_Task statement_: Your answer must be an exact copy of the records below, with no pictures in it.

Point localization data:

┄┄┄┄┄┄

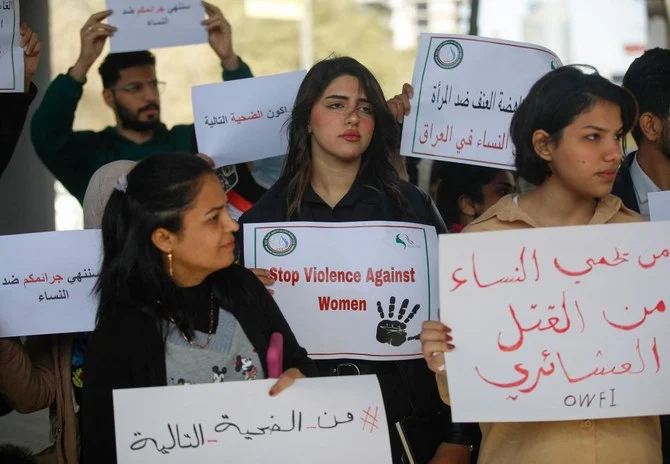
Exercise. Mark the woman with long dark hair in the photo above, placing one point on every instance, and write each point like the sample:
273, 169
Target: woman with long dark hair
342, 139
174, 309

┄┄┄┄┄┄

_Exercise answer_:
Exercise. Mark the woman with long dark hair in the photo above, placing one point on every instance, and write each point like the sample:
273, 169
Target: woman with long dark hair
342, 139
174, 309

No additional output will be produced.